--- Recorded information ---

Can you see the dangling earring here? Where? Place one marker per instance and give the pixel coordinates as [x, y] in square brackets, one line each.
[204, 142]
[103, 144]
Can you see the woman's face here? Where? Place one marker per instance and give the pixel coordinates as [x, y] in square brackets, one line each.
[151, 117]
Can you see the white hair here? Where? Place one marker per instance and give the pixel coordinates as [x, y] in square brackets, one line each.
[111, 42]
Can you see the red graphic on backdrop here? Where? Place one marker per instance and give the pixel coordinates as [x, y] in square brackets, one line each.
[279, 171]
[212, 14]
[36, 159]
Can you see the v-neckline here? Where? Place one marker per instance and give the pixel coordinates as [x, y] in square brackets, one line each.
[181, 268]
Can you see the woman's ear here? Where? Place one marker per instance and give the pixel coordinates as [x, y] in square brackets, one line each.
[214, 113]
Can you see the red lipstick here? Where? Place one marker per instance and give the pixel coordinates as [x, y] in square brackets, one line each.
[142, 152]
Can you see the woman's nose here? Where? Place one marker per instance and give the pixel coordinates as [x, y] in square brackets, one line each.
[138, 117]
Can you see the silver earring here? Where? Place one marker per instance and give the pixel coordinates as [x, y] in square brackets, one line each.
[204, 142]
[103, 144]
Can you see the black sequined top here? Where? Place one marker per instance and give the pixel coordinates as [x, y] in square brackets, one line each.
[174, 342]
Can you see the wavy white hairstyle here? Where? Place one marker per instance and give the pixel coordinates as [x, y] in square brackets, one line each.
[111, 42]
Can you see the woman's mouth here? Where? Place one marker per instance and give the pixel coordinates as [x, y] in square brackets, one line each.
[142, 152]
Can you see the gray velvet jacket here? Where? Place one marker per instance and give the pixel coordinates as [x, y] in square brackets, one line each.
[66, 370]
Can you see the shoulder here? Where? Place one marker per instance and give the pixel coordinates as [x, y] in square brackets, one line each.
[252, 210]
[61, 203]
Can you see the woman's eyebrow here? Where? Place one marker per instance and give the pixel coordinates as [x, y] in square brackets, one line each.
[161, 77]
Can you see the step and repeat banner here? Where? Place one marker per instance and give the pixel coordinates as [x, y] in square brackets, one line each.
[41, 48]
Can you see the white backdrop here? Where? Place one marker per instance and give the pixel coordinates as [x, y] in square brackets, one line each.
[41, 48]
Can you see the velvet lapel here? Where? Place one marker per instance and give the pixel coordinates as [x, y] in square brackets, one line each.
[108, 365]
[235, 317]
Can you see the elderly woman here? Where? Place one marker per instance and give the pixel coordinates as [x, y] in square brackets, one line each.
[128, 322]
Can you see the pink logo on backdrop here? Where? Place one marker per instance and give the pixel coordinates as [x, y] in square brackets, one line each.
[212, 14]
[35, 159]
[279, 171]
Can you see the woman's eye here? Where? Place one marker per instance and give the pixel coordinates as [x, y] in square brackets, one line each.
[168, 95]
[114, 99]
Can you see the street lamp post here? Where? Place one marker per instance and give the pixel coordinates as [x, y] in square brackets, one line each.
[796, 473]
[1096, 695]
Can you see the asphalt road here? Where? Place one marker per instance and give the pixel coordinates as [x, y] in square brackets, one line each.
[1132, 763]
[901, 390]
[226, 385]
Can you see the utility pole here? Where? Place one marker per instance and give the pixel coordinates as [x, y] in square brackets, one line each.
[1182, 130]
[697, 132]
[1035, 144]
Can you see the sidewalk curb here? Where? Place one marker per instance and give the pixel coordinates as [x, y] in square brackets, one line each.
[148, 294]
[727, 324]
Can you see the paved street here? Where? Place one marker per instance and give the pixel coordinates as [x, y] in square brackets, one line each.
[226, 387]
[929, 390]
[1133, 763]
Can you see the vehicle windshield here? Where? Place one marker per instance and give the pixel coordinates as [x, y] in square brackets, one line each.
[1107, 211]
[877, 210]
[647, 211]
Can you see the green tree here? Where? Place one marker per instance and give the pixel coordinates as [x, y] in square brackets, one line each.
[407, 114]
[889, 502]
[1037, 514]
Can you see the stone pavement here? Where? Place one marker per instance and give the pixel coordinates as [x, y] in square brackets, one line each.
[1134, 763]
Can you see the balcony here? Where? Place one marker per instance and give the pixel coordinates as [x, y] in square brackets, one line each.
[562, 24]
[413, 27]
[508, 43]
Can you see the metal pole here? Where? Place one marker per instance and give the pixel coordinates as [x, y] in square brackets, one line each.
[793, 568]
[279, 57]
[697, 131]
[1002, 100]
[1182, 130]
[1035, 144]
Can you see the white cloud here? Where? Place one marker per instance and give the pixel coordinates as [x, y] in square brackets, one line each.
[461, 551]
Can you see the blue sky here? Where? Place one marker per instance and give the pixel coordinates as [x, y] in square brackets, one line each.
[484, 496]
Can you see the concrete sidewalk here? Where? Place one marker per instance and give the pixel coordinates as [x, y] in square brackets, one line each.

---

### Aim
Repeat back the data above, exact to the last character.

### Response
Can you see the dangling earring here? Where? Place one marker per instance and give the pixel coordinates as [x, y] in square brackets, one line each.
[204, 142]
[103, 144]
Can you see the woman's face here? Where? Place one marker per instance and give the pixel coordinates as [x, y] in square brackets, one line each.
[151, 117]
Can you see the white hair here? Where? Place one marker per instance and give the pixel coordinates as [x, y] in square brackets, one line each.
[111, 42]
Can you see the red graphic on backdrop here? Where? Place one marker per instance and give the pixel coordinates as [x, y] in square brackets, one line each.
[279, 171]
[212, 14]
[36, 159]
Can you see the v-neckline here? Where? Place one marker per instance and give the pixel coordinates as [x, y] in square brackets, one line each.
[181, 268]
Can you see the woman's ear here? Where? Place one marker per instance and give the pixel coordinates as [x, y] in square brackets, one line each.
[214, 113]
Can you see the red lipstick here? Where? Place one marker per instance and give the pixel coordinates as [x, y] in square brackets, one line each.
[142, 152]
Can you see the woman's nose here? Where? Place one marker per instance and give the pixel coordinates as [x, y] in square brackets, one line each.
[138, 117]
Can you see the silver earring here? Where? Place one marker per instance and give the pixel coordinates as [x, y] in square brackets, one line each.
[204, 142]
[103, 144]
Can you see the black sequined top here? Where? Place one marker per instance and give the pixel coordinates as [x, y] in square brackets, one line each.
[174, 342]
Can you see the wavy white hairstyle here? Where? Place one marker per instance and give the pixel coordinates as [x, y] in square brackets, one line each.
[111, 42]
Can you see the woman's mouth here? Where? Place one marker per instance and give the pixel coordinates as [x, y] in square brackets, one line each.
[142, 152]
Can you see the gray velvet jacket here? Where? Place one marker per instance and give the pixel coordinates as [x, y] in square brackets, one line each.
[66, 370]
Can you see the shoulder here? Where? Place one marker per instance and give the pixel coordinates as [x, y] in square brackets, one line each.
[252, 210]
[61, 203]
Can you see the woman's eyebrow here? Where? Place one marker per instance and give the pixel coordinates as [x, y] in square brackets, one line each.
[161, 77]
Can you see the step and repeat banner here? Where? Place one marker per instance and give the pixel coordinates as [x, y] in square brackets, one line each.
[41, 48]
Can you see the white backdrop here? Where? Place one marker per instance and give the pixel coordinates as [x, y] in square brackets, one line each.
[41, 48]
Can you see the velvet lapel here? Where? Place one marker per instance and give the pixel coordinates as [x, y] in square brackets, one line each.
[108, 365]
[235, 317]
Can you see the elderly woman here? Where? Place one marker per instance and give the pixel coordinates as [x, y] in square brackets, one line each.
[128, 322]
Can you see the pink logo on backdrop here? Where? Place one marker per instance and give the pixel coordinates as [x, y] in square brackets, one line each.
[212, 14]
[35, 159]
[279, 171]
Can you see the woman's eye here? Where? Place one marker per instance and give the pixel coordinates as [x, y] in square brackets, one line each.
[168, 95]
[114, 99]
Can you see the street lamp post here? Where? Place one marker per instance and give the pixel coordinates as [x, y] in square brackets, one line each.
[796, 473]
[1096, 695]
Can you see the asphalt road here? Where? Place one marker per instance and give the pixel coordinates as [x, y] in square brackets, one line each.
[1132, 763]
[901, 390]
[226, 385]
Can you see the utility pole here? Where? Place one marker per instance and give the pixel coordinates as [x, y] in square brackets, one line each.
[1182, 130]
[697, 132]
[1035, 144]
Can you see the sidewalk curb here? Where? Place one marker per instance and give the pixel coordinates as [x, y] in square brackets, one line each.
[148, 294]
[727, 324]
Can you see the paved street here? Where? Place one marker per instance and give the pixel coordinates as [x, y] in square brackets, one line each.
[226, 387]
[929, 390]
[1133, 763]
Can you see the vehicle windshield here? Where? Place one marker per instance and give the pixel coordinates as [x, y] in square brackets, one line each.
[1107, 211]
[877, 210]
[647, 211]
Can you see the green tree here? Where? Place one marker per instance and give the pixel coordinates as [x, y] in square brackets, one line each.
[407, 114]
[889, 502]
[1037, 514]
Can you see the stone pavement here? Where? Place one marker per instance and give the pixel coordinates as [x, y] in square brackets, one line each.
[1134, 763]
Can you see the balcony here? Where? Place one marker per instance and give the pixel coordinates as [x, y] in square brackets, one line each.
[562, 24]
[413, 27]
[508, 43]
Can you see the metal pole here? Where? Place one marker per instance and give the pixel coordinates as [x, y] in square brackets, one line each.
[793, 568]
[279, 57]
[697, 131]
[1002, 100]
[1182, 130]
[1035, 144]
Can you see the white cloud here? Where? Place one marker per instance and give the pixel coordinates as [x, y] in square brackets, one line each.
[461, 551]
Can you see the blue sky here? Where? Place one marker per instance and give the pixel coordinates as [x, y] in square brackets, one line each.
[484, 496]
Can you see the concrete sidewalk here? Where? Place one marker per instance and give the pixel coordinates as [x, y] in square brackets, one line each.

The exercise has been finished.